*Instructions for the task*. Scan the material for the word "sign", and copy each line where it shows up.

*Records to use*.
= Beginning of Section =

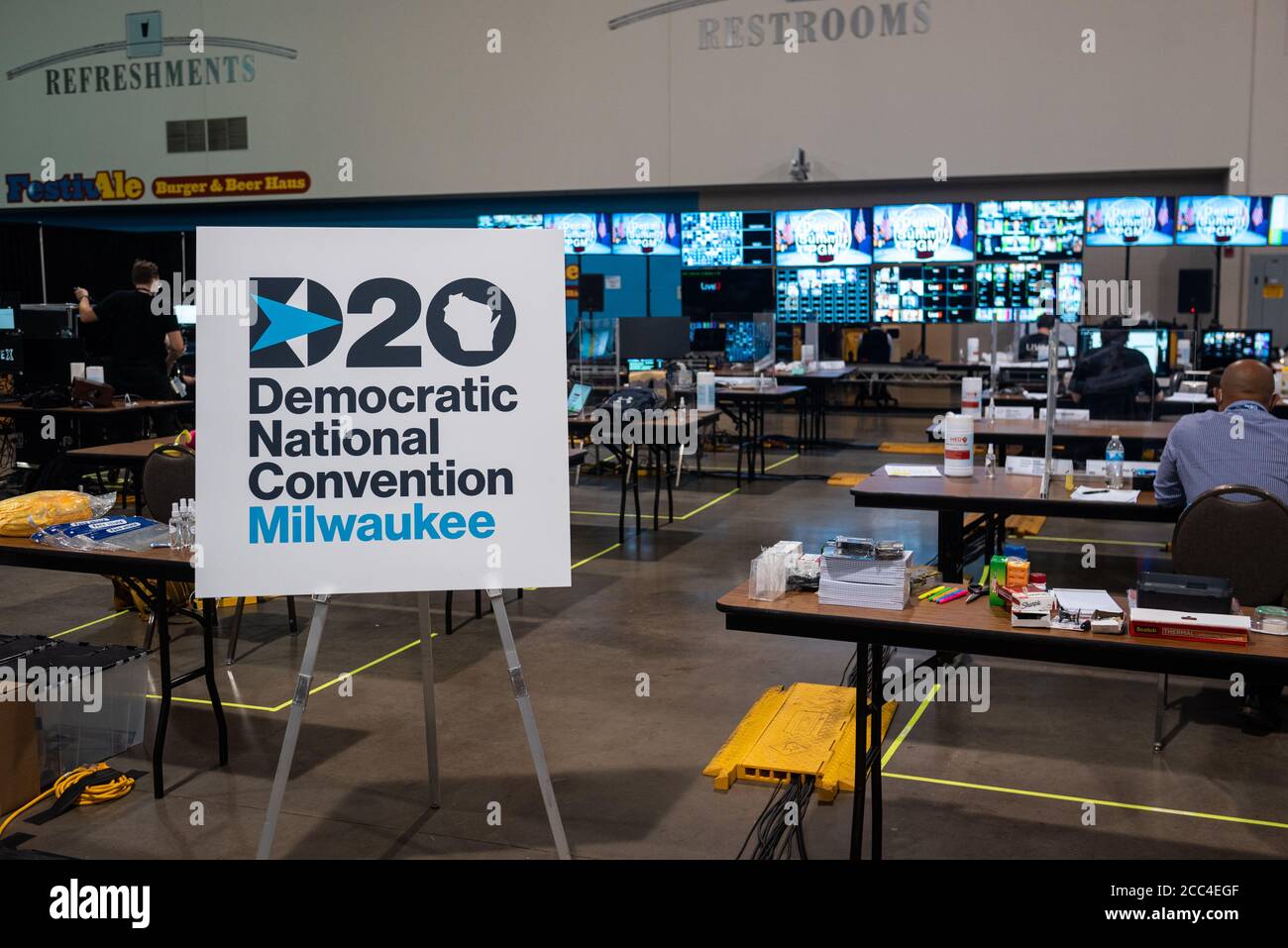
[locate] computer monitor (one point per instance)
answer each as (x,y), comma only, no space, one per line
(823,294)
(1279,220)
(653,338)
(1021,291)
(1223,347)
(578,398)
(1131,222)
(1029,230)
(726,239)
(1223,220)
(912,292)
(709,339)
(9,305)
(522,222)
(923,233)
(647,233)
(1153,344)
(726,290)
(584,232)
(823,236)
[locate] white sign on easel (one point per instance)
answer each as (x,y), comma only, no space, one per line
(385,414)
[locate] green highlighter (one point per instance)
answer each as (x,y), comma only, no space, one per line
(996,578)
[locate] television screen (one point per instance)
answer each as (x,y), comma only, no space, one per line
(651,233)
(923,233)
(653,338)
(1016,292)
(1129,222)
(1223,220)
(1223,347)
(823,236)
(726,239)
(823,294)
(913,292)
(1028,230)
(584,233)
(511,220)
(1279,220)
(729,290)
(1150,343)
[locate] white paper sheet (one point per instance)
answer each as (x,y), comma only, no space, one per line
(1102,494)
(912,471)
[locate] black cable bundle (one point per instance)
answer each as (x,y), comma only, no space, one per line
(774,837)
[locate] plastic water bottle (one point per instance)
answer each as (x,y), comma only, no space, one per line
(1115,463)
(174,527)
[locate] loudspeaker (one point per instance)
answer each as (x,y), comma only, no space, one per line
(1194,291)
(590,292)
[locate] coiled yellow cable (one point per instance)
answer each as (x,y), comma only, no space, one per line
(93,793)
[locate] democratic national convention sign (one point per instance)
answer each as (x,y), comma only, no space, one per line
(380,411)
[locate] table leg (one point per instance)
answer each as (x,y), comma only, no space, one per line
(861,782)
(951,543)
(207,646)
(655,456)
(162,626)
(876,747)
(621,513)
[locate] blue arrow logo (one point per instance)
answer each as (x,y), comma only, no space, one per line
(287,322)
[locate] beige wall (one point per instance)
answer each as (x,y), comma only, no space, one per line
(411,94)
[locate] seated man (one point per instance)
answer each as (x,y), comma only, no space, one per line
(1039,339)
(1107,380)
(1202,454)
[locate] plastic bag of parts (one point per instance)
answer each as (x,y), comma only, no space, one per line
(136,533)
(27,513)
(771,569)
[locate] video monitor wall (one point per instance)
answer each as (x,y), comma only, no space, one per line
(726,290)
(522,222)
(1029,230)
(1014,291)
(1223,347)
(1131,222)
(912,292)
(647,233)
(1153,344)
(1223,220)
(1279,220)
(923,233)
(823,294)
(726,239)
(584,232)
(827,236)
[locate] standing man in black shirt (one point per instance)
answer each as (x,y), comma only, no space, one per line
(1107,380)
(142,344)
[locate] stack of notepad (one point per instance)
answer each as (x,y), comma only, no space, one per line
(875,583)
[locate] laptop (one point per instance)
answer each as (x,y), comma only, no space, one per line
(578,398)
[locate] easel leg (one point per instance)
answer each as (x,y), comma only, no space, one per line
(529,721)
(426,683)
(292,725)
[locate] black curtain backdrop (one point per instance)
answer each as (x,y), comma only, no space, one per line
(99,261)
(20,261)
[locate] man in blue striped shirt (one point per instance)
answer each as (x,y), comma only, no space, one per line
(1240,443)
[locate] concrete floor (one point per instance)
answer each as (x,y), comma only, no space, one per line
(1010,782)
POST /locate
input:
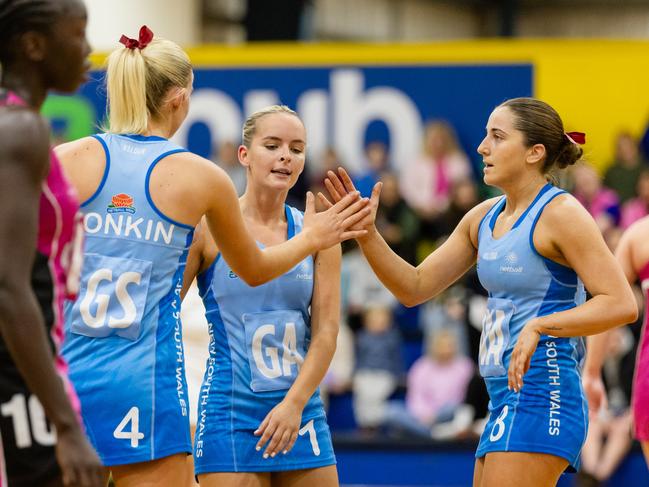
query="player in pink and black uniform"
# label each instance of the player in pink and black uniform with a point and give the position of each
(42, 46)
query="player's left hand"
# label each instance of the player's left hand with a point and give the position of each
(519, 363)
(279, 429)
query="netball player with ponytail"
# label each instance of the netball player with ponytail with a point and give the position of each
(260, 421)
(142, 196)
(42, 46)
(535, 247)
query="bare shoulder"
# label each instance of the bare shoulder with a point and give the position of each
(79, 149)
(471, 221)
(24, 138)
(565, 213)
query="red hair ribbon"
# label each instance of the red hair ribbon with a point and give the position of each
(146, 36)
(577, 138)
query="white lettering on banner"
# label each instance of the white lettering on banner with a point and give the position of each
(348, 107)
(110, 225)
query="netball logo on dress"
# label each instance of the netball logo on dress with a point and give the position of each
(121, 203)
(511, 259)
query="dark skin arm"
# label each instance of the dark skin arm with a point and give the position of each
(24, 162)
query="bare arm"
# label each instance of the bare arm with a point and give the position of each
(575, 235)
(568, 233)
(256, 266)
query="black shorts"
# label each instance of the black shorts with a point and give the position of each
(28, 438)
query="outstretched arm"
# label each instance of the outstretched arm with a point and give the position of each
(255, 266)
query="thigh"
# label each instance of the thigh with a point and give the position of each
(322, 477)
(166, 472)
(477, 472)
(235, 479)
(513, 469)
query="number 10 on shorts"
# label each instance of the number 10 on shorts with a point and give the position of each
(121, 433)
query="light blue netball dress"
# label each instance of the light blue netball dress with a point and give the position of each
(259, 337)
(123, 334)
(550, 413)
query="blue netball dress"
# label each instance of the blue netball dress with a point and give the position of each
(259, 337)
(123, 335)
(549, 414)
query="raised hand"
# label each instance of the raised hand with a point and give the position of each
(339, 185)
(279, 429)
(519, 363)
(337, 223)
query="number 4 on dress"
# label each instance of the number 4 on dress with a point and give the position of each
(133, 416)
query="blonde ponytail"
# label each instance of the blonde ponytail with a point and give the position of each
(138, 82)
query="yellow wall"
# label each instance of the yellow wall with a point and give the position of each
(598, 86)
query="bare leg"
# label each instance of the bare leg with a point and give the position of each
(618, 443)
(321, 476)
(592, 449)
(234, 479)
(166, 472)
(477, 472)
(515, 469)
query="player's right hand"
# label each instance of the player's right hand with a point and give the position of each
(330, 227)
(339, 185)
(80, 465)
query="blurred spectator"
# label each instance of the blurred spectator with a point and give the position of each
(437, 385)
(447, 313)
(396, 221)
(602, 203)
(426, 182)
(339, 376)
(228, 159)
(376, 162)
(622, 175)
(360, 288)
(464, 196)
(637, 207)
(609, 432)
(378, 367)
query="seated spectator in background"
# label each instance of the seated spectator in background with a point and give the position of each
(437, 384)
(360, 288)
(623, 173)
(228, 160)
(637, 207)
(376, 162)
(396, 221)
(426, 181)
(464, 196)
(447, 312)
(379, 367)
(602, 203)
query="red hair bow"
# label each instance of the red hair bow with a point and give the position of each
(146, 36)
(578, 138)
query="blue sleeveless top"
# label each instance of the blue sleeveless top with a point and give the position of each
(123, 334)
(259, 337)
(522, 284)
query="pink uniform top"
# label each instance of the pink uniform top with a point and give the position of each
(55, 274)
(640, 400)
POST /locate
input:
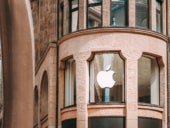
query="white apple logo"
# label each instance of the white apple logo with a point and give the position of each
(105, 79)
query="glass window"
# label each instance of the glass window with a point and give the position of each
(148, 80)
(106, 122)
(70, 123)
(142, 13)
(106, 78)
(149, 123)
(118, 13)
(158, 16)
(70, 84)
(73, 15)
(94, 16)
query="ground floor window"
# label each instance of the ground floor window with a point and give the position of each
(106, 122)
(149, 123)
(70, 123)
(106, 78)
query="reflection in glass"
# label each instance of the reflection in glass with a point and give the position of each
(142, 13)
(1, 86)
(73, 15)
(99, 63)
(148, 80)
(158, 16)
(118, 13)
(70, 84)
(94, 18)
(94, 1)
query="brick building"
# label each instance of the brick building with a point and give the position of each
(85, 63)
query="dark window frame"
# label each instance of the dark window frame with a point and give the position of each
(126, 14)
(161, 16)
(151, 119)
(124, 66)
(87, 14)
(159, 70)
(74, 96)
(71, 11)
(148, 18)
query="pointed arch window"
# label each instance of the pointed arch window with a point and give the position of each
(112, 66)
(148, 80)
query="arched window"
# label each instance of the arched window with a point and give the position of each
(106, 78)
(142, 13)
(73, 15)
(118, 15)
(94, 13)
(44, 99)
(148, 80)
(70, 82)
(35, 106)
(158, 15)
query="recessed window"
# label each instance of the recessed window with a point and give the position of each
(158, 16)
(94, 16)
(73, 15)
(70, 82)
(70, 123)
(142, 13)
(148, 80)
(106, 122)
(149, 123)
(106, 78)
(118, 13)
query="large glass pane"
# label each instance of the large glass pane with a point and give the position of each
(94, 1)
(142, 13)
(148, 80)
(158, 16)
(94, 16)
(149, 123)
(106, 122)
(111, 65)
(118, 13)
(70, 90)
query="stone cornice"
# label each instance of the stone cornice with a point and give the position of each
(113, 30)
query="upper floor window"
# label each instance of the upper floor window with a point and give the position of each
(73, 15)
(106, 78)
(158, 16)
(142, 13)
(94, 16)
(148, 80)
(70, 82)
(118, 13)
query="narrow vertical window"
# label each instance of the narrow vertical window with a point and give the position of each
(158, 16)
(62, 18)
(148, 80)
(106, 78)
(94, 16)
(118, 13)
(70, 84)
(73, 15)
(142, 13)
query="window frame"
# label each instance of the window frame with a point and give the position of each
(126, 14)
(148, 18)
(71, 11)
(161, 16)
(74, 86)
(159, 83)
(124, 80)
(87, 14)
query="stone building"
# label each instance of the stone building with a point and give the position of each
(85, 63)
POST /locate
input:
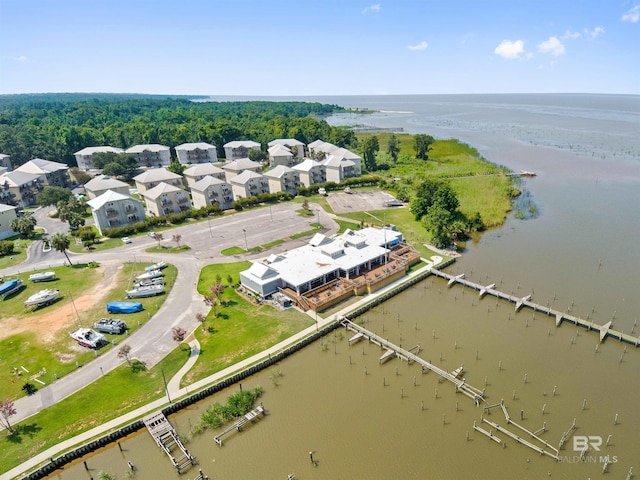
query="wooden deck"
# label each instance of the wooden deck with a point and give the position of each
(521, 302)
(394, 351)
(168, 440)
(241, 422)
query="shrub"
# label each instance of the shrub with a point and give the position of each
(6, 248)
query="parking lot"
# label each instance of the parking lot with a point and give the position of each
(358, 201)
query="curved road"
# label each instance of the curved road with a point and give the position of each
(153, 341)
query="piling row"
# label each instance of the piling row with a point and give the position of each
(520, 302)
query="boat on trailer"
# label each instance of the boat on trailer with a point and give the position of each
(42, 298)
(124, 307)
(88, 338)
(150, 274)
(9, 287)
(156, 266)
(42, 277)
(146, 291)
(152, 281)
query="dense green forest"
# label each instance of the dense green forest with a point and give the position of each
(54, 126)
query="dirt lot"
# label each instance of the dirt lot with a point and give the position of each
(62, 314)
(357, 201)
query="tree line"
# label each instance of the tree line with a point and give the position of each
(55, 126)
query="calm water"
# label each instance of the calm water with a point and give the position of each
(581, 252)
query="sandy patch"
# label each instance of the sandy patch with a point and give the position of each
(62, 314)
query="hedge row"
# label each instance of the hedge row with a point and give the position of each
(173, 218)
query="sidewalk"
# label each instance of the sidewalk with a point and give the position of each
(176, 393)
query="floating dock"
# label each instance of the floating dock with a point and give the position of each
(393, 351)
(249, 417)
(167, 439)
(521, 302)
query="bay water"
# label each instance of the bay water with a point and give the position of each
(580, 254)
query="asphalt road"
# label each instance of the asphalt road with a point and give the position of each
(153, 341)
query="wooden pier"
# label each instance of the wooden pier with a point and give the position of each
(167, 439)
(393, 351)
(521, 302)
(241, 422)
(545, 449)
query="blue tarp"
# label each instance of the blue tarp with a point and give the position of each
(124, 307)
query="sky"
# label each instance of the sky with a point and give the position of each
(320, 47)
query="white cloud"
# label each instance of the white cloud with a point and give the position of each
(633, 15)
(420, 46)
(510, 50)
(595, 32)
(569, 35)
(553, 46)
(373, 8)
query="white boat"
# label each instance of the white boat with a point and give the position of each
(156, 266)
(151, 281)
(88, 338)
(146, 291)
(150, 274)
(9, 287)
(110, 325)
(43, 297)
(42, 276)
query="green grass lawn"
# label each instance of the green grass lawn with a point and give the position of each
(242, 328)
(58, 355)
(88, 408)
(20, 248)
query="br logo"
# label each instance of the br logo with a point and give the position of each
(580, 442)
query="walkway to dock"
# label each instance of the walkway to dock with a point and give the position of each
(520, 302)
(167, 439)
(473, 393)
(242, 421)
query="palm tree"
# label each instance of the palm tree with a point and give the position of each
(61, 243)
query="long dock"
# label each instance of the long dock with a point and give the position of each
(241, 422)
(604, 331)
(392, 350)
(168, 440)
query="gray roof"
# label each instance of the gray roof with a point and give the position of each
(306, 165)
(279, 150)
(17, 178)
(104, 182)
(152, 147)
(278, 171)
(206, 182)
(286, 142)
(202, 169)
(241, 164)
(6, 208)
(241, 143)
(108, 196)
(40, 166)
(244, 177)
(158, 190)
(156, 175)
(193, 146)
(92, 150)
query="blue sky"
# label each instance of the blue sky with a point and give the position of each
(319, 47)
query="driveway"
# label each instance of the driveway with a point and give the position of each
(153, 341)
(358, 201)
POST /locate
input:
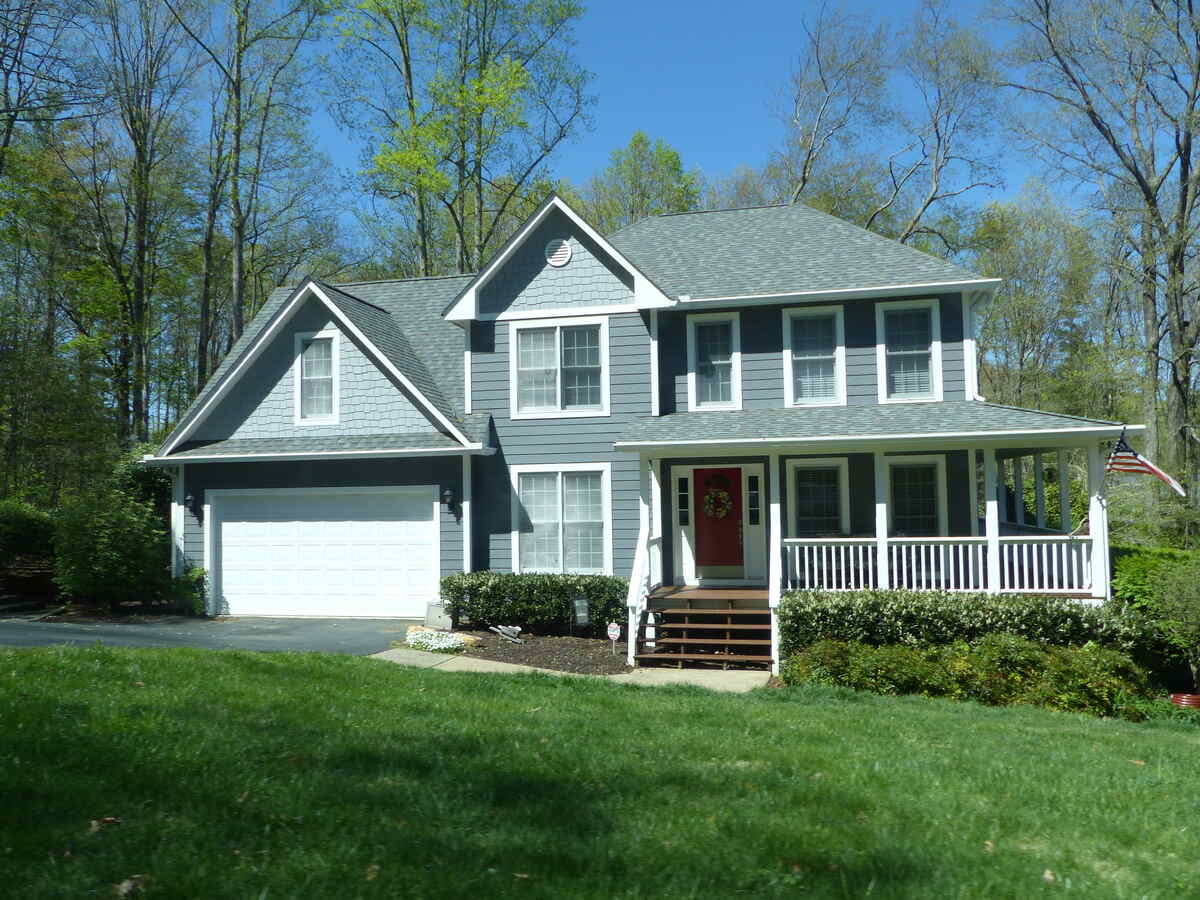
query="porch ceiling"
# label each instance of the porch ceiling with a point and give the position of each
(875, 426)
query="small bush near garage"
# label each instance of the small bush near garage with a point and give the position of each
(930, 618)
(111, 547)
(541, 604)
(997, 670)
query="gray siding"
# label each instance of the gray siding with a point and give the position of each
(443, 472)
(762, 354)
(527, 282)
(263, 403)
(557, 441)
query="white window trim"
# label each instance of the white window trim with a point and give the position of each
(735, 366)
(558, 324)
(881, 348)
(829, 462)
(298, 342)
(839, 354)
(939, 460)
(605, 471)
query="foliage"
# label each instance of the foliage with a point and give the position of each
(642, 179)
(997, 670)
(190, 592)
(909, 617)
(435, 641)
(539, 603)
(111, 547)
(24, 532)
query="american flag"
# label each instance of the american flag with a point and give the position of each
(1125, 459)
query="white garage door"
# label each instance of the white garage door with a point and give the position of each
(369, 552)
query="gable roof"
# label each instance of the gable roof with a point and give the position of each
(465, 305)
(777, 251)
(371, 324)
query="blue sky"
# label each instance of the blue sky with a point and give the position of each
(705, 76)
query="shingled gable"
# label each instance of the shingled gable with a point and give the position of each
(465, 306)
(370, 325)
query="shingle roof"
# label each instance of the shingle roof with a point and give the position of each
(341, 443)
(852, 423)
(772, 250)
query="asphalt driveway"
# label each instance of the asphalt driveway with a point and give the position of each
(358, 637)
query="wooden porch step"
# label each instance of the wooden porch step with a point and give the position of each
(721, 641)
(701, 657)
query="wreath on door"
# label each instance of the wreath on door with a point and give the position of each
(718, 503)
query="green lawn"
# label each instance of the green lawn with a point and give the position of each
(246, 775)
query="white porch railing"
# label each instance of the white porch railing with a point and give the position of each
(1057, 563)
(937, 563)
(829, 563)
(1038, 563)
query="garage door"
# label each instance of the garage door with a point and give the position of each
(369, 552)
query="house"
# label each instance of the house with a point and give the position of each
(720, 406)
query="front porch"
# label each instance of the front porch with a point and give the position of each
(999, 521)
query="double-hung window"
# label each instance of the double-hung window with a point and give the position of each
(814, 357)
(561, 520)
(316, 378)
(819, 497)
(559, 369)
(918, 508)
(910, 351)
(714, 361)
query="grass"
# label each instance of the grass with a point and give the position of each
(281, 775)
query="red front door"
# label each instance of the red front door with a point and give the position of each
(717, 495)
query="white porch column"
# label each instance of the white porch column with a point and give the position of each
(883, 575)
(991, 519)
(467, 531)
(1063, 491)
(1098, 523)
(1019, 487)
(1039, 490)
(775, 556)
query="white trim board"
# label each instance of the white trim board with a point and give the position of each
(282, 316)
(515, 472)
(646, 294)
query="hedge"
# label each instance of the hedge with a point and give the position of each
(997, 670)
(930, 618)
(541, 604)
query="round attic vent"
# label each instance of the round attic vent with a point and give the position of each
(558, 252)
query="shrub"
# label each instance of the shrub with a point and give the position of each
(24, 532)
(435, 641)
(999, 670)
(1137, 571)
(111, 547)
(906, 617)
(539, 603)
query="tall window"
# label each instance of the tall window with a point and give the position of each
(317, 378)
(559, 369)
(714, 361)
(910, 351)
(561, 525)
(814, 361)
(915, 499)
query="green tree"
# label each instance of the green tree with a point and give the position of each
(643, 179)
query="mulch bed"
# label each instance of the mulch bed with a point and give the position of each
(582, 655)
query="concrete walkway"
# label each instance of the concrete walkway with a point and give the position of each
(735, 681)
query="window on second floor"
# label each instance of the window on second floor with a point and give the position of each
(714, 361)
(316, 378)
(814, 357)
(909, 351)
(559, 369)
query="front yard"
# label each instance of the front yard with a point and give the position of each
(277, 775)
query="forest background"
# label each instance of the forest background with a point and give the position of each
(165, 166)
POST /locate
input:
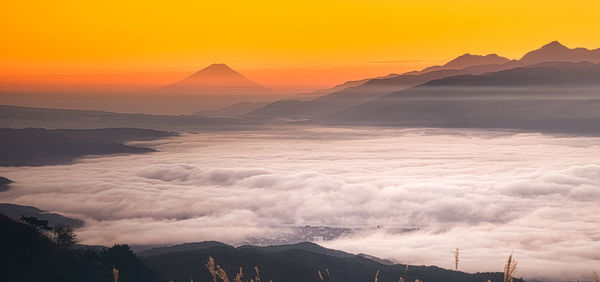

= End of Section =

*Response box*.
[locate] white sign on easel (one point per instance)
[locate] democratic national convention sign (one point per instance)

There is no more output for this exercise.